# DOCUMENT EXCERPT:
<<<<

Introduction to paralel and distributed computing

Overview

Teaching: 0 min
Exercises: 0 min

Questions

What is parallel computing?

Objectives

Understand basic architectures and computing models for parallel computing.

Understand and be able to carry out rudimentary speedup and efficiency study.

Envision the payroll problem

Components of a computation problem

Computational task

Execution framework.

Computing resources.

Parallelizing payroll

Computational tasks should be able to …

Be borken apart into discrete pieces of work that can be solved simultaneously.

Be solved in less time with multiple computing resources than with a single computing resource.

Execution framework should be able to …

Execute multiple program instructions concurrently at any moment in time

Computing resources might be …

A single computer with multiple processors.

An arbitrary number of computers connected by a network.

A special computational component inside a single computer, separate from the main processors (GPU), or

Any combintations of the above.

The progress

How do parallel and distributed computing resources evolve?

Single site, single computer, single core

Single site, single computer, multiple cores

Single site, multiple computers, multiple cores

Multiple sites, multiple computers, multiple cores, federated domains

Multiple site, multiple computers, multiple cores, virtula unified domain

Distributed computing systems

“A collection of individual computing devices that can communicate with each other.” (Attiya and Welch, 2004).

emphasis …

“A collection of individual computing devices that can communicate with each other.” (Attiya and Welch, 2004).

Can we just throw more computers at the problem?

>>>>

# WHAT THIS EXERCISE ASKS:
• a. Does each statement agree with the lesson on parallel and distributed computing? Answer yes or no for each, quoting the words of the lesson that decide it. (i) A single computer with multiple processors is named as one possible computing resource. (ii) The definition of distributed computing systems is credited to Attiya and Welch, 2004. (iii) Thirty minutes are set aside for exercises.
• b. Please retype the stretch of the rows from the line containing "[trace] car windshield" through the last line of the rows, both ends included.
The rows have no connection to the lesson on parallel and distributed computing.

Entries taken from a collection
<<<<

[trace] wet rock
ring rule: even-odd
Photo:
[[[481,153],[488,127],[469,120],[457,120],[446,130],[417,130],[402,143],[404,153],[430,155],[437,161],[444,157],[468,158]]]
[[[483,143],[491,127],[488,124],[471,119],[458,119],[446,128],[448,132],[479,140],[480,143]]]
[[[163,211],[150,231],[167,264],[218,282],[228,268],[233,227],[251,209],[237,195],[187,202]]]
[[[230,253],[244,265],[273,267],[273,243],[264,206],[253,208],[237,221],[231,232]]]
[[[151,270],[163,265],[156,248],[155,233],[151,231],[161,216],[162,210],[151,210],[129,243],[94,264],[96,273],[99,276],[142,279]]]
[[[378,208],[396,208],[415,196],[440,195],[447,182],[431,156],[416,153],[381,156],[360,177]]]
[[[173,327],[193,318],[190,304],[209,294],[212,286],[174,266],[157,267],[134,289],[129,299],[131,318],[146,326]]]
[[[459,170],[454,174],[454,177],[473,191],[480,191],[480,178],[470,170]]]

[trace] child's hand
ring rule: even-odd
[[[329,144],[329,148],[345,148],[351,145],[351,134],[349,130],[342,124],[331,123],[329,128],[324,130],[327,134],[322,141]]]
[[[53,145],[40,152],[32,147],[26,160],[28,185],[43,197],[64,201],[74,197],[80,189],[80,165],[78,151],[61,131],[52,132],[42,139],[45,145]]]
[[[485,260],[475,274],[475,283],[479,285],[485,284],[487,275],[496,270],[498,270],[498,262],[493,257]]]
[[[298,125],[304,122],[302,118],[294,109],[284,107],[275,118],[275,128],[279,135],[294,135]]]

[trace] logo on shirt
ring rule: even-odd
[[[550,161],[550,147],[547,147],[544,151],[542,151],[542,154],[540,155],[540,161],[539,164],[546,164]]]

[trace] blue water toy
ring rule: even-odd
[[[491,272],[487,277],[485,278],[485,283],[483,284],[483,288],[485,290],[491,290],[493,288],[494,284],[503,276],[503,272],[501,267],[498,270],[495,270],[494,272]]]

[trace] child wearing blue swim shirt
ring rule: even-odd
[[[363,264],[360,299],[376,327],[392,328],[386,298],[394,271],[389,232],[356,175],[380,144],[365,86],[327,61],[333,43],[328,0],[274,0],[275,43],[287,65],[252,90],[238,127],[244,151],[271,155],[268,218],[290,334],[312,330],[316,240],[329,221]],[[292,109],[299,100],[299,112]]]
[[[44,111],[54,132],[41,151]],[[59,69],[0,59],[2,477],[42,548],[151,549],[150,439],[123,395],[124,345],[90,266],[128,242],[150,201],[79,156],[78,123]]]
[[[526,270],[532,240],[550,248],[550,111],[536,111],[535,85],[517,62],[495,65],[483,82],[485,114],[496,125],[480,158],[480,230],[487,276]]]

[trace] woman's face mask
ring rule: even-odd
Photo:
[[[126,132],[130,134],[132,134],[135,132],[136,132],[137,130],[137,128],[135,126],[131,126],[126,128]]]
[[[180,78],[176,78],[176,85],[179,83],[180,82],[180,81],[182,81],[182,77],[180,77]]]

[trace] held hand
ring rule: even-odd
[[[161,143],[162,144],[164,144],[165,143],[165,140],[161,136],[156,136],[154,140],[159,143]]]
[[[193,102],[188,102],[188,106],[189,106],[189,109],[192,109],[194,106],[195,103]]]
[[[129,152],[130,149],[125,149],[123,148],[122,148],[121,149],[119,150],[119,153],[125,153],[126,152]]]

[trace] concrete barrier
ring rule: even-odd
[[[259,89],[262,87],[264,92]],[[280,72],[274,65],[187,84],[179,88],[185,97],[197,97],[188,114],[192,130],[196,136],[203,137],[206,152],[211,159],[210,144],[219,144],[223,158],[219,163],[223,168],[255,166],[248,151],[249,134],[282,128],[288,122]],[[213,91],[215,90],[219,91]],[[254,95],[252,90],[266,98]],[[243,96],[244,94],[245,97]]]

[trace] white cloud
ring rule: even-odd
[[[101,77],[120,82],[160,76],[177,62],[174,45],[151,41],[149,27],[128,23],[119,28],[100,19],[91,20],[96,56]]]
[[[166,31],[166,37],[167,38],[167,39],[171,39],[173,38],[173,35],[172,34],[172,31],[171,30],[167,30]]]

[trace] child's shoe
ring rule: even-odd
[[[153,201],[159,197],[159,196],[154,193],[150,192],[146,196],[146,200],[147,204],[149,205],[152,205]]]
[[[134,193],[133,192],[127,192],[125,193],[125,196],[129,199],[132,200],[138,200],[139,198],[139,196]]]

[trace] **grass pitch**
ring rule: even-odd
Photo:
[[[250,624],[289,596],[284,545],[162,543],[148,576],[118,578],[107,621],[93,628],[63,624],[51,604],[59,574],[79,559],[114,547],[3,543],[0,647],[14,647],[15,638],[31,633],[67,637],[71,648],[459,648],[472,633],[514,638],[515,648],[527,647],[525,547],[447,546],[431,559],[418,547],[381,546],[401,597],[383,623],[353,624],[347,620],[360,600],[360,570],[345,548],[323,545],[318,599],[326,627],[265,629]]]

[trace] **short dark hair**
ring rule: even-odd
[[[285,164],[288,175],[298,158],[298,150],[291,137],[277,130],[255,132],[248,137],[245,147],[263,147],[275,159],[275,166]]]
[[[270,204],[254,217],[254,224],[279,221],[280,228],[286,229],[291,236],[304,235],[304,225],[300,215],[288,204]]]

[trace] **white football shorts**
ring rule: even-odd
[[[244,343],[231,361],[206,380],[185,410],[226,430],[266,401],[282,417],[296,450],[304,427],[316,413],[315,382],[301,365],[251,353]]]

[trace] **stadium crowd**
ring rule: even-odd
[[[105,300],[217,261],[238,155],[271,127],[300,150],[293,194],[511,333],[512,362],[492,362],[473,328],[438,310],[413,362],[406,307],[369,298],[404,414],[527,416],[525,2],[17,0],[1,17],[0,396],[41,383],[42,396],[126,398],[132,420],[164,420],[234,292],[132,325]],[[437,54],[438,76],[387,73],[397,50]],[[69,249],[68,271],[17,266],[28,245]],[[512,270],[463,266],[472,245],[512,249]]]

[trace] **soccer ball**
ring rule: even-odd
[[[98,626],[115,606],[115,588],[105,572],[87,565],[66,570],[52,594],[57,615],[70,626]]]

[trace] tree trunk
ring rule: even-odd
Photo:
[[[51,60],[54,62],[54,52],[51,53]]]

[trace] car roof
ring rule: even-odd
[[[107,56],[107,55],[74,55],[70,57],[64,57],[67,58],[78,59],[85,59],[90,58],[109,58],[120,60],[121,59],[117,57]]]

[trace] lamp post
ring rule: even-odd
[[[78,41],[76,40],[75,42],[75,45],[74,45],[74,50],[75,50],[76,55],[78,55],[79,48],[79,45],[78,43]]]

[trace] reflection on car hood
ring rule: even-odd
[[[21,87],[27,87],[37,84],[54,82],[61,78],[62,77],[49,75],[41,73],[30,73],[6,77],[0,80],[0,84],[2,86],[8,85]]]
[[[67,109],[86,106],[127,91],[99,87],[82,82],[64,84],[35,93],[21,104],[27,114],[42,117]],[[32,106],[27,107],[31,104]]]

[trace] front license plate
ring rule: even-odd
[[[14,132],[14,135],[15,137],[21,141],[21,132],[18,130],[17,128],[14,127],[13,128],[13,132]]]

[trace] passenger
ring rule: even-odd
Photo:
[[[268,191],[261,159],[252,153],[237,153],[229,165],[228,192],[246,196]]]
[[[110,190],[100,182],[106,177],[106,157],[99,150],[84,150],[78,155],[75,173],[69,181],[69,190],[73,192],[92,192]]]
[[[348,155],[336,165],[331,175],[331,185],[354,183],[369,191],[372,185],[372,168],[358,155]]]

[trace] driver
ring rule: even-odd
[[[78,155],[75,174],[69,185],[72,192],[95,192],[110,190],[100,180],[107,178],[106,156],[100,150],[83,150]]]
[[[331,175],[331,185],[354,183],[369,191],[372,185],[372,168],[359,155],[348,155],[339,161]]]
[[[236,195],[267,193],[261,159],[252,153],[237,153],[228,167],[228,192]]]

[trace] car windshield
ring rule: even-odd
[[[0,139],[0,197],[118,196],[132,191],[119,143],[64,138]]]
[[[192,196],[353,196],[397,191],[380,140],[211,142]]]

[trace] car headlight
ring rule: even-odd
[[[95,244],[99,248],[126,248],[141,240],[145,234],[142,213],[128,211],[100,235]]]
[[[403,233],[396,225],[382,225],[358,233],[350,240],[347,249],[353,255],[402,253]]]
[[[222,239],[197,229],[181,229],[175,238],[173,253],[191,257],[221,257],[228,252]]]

>>>>

# TASK ANSWERS:
• a.
(i) Yes: "A single computer with multiple processors."
(ii) Yes: "(Attiya and Welch, 2004)."
(iii) No: "Exercises: 0 min"

• b.
[trace] car windshield
ring rule: even-odd
[[[0,139],[0,197],[118,196],[132,191],[119,143],[64,138]]]
[[[192,196],[353,196],[397,191],[380,140],[211,142]]]

[trace] car headlight
ring rule: even-odd
[[[95,244],[99,248],[126,248],[141,240],[145,234],[142,213],[128,211],[100,235]]]
[[[403,233],[396,225],[382,225],[358,233],[350,240],[347,249],[353,255],[402,253]]]
[[[222,239],[197,229],[181,229],[175,238],[173,253],[191,257],[221,257],[228,252]]]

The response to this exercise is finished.